Recorded data>
╔══

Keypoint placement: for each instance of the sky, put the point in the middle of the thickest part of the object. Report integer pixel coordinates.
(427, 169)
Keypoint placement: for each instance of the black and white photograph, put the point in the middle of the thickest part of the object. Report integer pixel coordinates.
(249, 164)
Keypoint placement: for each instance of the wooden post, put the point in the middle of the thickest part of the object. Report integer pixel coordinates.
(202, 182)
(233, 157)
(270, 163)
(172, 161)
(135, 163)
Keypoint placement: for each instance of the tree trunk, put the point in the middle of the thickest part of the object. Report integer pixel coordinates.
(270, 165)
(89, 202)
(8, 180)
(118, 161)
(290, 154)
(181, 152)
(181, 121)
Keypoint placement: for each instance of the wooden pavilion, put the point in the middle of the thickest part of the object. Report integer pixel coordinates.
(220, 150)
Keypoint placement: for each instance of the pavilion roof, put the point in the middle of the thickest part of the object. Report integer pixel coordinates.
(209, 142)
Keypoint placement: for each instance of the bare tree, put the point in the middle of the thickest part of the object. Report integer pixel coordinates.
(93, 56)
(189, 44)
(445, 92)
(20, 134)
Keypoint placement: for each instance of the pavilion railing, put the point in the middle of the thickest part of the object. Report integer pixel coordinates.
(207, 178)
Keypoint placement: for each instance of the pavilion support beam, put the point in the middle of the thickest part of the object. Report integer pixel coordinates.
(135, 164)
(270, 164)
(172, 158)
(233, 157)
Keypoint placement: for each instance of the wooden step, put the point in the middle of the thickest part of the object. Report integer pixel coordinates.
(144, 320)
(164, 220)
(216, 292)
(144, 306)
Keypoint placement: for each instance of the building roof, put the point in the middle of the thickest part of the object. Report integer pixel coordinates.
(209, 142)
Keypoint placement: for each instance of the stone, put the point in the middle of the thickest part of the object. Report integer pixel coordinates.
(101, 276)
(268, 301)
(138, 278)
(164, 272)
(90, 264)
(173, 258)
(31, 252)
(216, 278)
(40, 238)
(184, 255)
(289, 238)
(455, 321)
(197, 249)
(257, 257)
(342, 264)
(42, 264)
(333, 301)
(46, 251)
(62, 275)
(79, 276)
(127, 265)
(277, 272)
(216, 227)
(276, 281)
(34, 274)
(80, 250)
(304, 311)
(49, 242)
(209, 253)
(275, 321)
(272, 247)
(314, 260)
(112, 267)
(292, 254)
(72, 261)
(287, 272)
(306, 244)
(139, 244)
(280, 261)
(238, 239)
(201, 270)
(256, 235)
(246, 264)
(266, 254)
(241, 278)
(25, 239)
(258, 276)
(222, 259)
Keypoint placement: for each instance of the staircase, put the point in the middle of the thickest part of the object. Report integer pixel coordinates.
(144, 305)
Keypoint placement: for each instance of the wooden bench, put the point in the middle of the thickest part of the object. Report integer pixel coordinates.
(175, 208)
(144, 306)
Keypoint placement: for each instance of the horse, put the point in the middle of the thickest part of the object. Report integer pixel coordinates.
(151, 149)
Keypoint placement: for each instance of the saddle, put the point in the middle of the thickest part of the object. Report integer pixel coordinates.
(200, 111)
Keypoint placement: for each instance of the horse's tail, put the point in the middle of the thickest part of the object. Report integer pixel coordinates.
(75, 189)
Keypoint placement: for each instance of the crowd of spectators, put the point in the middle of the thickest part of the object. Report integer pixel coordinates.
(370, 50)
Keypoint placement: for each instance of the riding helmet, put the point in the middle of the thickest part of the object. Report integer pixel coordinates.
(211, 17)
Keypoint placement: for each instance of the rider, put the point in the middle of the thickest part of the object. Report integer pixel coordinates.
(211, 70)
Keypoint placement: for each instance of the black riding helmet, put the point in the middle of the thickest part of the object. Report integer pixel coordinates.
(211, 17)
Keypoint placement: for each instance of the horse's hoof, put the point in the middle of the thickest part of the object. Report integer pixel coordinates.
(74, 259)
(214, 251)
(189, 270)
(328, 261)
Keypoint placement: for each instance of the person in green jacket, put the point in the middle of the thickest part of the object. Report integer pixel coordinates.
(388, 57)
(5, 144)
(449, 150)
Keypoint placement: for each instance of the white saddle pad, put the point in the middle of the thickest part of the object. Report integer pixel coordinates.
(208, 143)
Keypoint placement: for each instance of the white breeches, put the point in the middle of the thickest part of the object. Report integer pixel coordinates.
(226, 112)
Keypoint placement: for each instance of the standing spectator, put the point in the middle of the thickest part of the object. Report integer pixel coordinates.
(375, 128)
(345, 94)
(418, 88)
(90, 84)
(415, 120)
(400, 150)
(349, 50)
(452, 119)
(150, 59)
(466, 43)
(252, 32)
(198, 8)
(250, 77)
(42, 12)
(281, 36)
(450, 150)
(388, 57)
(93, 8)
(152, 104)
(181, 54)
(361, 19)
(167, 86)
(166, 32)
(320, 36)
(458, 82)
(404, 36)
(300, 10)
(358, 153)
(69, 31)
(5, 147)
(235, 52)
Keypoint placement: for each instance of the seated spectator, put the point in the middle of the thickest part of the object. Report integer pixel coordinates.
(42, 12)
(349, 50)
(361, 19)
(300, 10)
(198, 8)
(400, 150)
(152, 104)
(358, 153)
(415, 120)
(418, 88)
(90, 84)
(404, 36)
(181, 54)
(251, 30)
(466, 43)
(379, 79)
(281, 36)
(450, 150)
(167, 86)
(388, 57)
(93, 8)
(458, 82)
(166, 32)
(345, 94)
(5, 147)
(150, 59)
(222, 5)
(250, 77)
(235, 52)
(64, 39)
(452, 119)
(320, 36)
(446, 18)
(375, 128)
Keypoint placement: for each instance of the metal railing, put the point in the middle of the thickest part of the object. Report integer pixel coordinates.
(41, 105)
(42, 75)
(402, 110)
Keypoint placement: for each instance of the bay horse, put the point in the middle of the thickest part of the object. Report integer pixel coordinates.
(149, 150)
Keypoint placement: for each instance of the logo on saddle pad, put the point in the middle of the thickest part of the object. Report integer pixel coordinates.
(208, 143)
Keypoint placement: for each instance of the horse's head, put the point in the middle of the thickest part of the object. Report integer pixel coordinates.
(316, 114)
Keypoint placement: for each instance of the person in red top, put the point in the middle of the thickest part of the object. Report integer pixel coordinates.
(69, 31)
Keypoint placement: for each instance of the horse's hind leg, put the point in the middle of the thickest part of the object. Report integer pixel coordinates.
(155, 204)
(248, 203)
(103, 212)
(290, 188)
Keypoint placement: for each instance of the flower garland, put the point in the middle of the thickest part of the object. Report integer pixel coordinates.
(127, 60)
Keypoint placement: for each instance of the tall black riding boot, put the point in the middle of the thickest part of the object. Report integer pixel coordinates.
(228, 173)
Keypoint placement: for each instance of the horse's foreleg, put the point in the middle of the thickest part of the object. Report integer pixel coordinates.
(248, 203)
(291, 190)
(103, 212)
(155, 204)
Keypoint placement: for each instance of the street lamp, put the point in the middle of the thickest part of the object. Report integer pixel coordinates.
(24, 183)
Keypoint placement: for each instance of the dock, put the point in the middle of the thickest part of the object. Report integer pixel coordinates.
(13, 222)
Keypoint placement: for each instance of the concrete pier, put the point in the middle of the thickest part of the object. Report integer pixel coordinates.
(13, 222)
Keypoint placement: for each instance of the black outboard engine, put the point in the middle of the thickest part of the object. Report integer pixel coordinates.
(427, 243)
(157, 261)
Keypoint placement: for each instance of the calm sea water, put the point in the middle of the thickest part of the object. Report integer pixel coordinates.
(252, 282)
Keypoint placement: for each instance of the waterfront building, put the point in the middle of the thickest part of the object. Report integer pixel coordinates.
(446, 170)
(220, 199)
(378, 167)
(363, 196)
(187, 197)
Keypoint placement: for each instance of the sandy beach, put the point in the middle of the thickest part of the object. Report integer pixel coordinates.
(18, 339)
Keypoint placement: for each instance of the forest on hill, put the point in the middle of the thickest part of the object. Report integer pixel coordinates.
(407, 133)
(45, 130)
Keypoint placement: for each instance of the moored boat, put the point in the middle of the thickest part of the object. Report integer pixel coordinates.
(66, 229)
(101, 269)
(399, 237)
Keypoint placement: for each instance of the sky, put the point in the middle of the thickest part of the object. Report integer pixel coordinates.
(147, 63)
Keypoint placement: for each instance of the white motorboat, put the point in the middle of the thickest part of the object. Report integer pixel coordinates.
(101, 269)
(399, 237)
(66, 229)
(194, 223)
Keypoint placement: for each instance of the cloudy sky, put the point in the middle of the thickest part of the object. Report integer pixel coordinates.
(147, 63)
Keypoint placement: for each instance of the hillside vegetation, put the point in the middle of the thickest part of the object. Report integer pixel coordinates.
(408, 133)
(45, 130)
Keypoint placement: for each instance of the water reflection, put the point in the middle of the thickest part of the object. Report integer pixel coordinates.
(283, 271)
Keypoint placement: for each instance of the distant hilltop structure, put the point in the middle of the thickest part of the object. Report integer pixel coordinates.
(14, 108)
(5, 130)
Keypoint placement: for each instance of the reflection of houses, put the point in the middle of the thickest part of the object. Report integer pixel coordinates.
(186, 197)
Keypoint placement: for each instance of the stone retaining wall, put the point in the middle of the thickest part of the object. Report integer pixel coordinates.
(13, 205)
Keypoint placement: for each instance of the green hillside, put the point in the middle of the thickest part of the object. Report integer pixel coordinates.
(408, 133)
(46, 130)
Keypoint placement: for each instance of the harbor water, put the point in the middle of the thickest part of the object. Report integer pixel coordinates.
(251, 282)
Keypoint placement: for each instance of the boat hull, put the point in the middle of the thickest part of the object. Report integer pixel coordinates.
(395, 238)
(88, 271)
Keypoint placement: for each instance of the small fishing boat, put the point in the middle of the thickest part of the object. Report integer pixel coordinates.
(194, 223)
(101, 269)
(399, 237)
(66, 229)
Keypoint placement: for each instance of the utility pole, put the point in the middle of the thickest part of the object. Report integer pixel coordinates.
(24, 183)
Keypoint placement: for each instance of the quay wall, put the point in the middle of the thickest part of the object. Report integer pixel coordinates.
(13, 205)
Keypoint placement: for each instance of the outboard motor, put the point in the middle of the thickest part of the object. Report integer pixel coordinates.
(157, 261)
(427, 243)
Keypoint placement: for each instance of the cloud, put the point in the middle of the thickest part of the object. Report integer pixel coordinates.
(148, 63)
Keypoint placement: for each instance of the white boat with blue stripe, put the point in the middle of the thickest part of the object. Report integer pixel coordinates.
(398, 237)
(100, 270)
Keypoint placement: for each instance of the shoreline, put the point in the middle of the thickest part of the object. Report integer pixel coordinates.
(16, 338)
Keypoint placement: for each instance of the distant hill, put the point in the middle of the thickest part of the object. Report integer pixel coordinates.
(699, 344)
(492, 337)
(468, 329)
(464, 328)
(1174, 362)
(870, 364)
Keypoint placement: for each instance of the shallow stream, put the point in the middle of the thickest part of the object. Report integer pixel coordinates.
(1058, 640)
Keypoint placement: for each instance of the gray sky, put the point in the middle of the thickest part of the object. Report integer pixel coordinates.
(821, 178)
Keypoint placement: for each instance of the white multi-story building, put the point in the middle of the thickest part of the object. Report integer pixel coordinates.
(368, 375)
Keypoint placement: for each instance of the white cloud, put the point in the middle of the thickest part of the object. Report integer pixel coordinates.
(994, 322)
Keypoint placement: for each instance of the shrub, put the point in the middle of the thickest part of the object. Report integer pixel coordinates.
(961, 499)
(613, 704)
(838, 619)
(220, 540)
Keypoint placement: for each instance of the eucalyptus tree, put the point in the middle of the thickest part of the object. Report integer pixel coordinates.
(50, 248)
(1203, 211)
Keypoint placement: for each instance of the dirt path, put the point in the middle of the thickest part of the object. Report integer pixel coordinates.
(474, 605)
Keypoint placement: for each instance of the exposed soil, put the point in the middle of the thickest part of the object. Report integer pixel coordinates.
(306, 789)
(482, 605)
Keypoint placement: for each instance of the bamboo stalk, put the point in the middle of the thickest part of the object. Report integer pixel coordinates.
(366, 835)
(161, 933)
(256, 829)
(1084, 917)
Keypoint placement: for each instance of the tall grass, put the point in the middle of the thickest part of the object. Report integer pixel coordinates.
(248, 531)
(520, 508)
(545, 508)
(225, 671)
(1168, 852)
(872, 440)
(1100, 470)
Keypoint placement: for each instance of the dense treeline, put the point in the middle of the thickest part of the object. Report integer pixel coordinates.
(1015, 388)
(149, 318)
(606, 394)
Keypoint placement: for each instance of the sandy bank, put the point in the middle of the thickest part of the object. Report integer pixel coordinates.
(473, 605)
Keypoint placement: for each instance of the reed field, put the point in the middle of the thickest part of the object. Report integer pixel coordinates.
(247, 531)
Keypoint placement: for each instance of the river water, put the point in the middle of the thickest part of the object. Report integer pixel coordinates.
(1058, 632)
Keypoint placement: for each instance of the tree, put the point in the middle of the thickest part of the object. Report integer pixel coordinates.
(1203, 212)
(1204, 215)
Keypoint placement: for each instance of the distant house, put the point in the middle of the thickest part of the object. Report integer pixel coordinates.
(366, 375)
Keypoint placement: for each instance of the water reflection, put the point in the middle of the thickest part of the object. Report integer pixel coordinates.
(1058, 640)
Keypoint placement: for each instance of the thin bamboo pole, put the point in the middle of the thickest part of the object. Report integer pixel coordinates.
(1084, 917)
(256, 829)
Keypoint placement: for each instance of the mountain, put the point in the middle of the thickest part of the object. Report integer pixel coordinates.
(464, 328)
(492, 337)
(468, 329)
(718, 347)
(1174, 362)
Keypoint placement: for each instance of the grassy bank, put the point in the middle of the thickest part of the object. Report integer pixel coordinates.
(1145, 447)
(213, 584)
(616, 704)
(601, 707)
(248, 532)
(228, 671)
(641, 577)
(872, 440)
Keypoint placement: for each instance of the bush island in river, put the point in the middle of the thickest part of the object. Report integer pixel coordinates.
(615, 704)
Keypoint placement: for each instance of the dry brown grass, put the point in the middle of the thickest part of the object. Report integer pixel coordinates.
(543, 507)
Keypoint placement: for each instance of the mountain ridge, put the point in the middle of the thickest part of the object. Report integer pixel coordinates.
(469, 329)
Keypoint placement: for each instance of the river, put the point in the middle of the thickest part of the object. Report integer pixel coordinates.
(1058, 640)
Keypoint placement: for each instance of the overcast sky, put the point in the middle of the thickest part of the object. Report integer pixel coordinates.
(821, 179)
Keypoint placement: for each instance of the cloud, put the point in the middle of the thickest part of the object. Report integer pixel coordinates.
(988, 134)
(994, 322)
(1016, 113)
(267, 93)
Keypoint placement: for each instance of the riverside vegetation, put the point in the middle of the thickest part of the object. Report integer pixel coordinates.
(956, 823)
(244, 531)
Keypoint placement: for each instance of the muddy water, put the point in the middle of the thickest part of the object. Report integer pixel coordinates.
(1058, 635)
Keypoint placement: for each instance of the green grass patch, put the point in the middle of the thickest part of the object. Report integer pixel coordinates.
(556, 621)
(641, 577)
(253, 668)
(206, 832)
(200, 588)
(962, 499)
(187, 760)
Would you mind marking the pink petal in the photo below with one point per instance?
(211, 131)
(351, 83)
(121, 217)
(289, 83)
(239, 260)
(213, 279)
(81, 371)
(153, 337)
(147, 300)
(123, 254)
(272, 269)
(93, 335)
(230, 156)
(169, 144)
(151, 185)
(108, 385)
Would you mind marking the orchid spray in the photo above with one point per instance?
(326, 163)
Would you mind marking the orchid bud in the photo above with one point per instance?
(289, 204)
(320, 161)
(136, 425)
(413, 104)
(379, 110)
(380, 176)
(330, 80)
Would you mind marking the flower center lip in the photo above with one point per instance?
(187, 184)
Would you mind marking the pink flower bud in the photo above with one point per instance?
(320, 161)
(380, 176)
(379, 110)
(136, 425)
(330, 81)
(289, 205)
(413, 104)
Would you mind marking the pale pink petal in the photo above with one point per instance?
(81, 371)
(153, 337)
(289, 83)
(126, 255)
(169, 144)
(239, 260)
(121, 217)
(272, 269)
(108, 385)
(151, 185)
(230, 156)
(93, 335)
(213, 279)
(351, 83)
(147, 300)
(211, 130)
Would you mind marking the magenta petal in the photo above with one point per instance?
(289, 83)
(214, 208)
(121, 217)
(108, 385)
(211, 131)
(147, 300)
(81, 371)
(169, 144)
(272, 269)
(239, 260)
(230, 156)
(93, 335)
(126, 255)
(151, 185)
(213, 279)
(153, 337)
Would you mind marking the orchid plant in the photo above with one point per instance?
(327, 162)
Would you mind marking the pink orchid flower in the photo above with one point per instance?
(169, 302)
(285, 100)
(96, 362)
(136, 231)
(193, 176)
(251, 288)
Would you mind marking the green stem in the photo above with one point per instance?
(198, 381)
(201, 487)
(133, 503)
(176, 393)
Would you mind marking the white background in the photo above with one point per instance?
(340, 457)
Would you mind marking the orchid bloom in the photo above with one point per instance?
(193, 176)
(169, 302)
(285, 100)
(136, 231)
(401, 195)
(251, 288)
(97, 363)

╚══

Set task> Starting from the line containing "Would you mind marking the orchid spray", repeat each line through the end of the entries, exactly.

The output>
Would you mind marking the orchid spray in the photo above with one point per instance?
(326, 163)
Would you mind marking the orchid bud in the photo above with one point per instance?
(289, 204)
(320, 161)
(136, 425)
(413, 104)
(379, 110)
(380, 176)
(330, 80)
Would you mind marking the flower center lip in the photo above with one point per instance?
(187, 184)
Would you mind marking the pink flower bud in the photo above with one point per instance?
(320, 161)
(380, 176)
(379, 110)
(136, 425)
(330, 81)
(289, 205)
(413, 104)
Would you mind marking the pale pink petal in the photo above with one point per instance?
(81, 371)
(153, 337)
(289, 83)
(126, 255)
(169, 144)
(239, 260)
(121, 217)
(272, 269)
(108, 385)
(151, 185)
(230, 156)
(93, 335)
(213, 279)
(351, 83)
(147, 300)
(211, 130)
Would you mind marking the magenta petal in the photo above with one point per instance?
(289, 83)
(214, 208)
(121, 217)
(108, 385)
(211, 131)
(147, 300)
(81, 371)
(169, 144)
(272, 269)
(239, 260)
(230, 156)
(93, 335)
(126, 255)
(151, 185)
(213, 279)
(153, 337)
Would you mind marking the orchid plant in the photo above with one point per instance?
(327, 162)
Would you mind marking the pink orchid flower in the photo above with one point per instance?
(169, 302)
(285, 100)
(96, 362)
(136, 231)
(193, 176)
(251, 288)
Would you mind marking the green stem in the photo above with one point per instance?
(198, 381)
(201, 487)
(133, 503)
(176, 393)
Would you mind marking the white background in the photo above with one point per instance?
(340, 457)
Would you mind marking the orchid bloom in the photo above with one point per instance?
(193, 176)
(169, 302)
(285, 100)
(136, 231)
(401, 195)
(251, 288)
(97, 363)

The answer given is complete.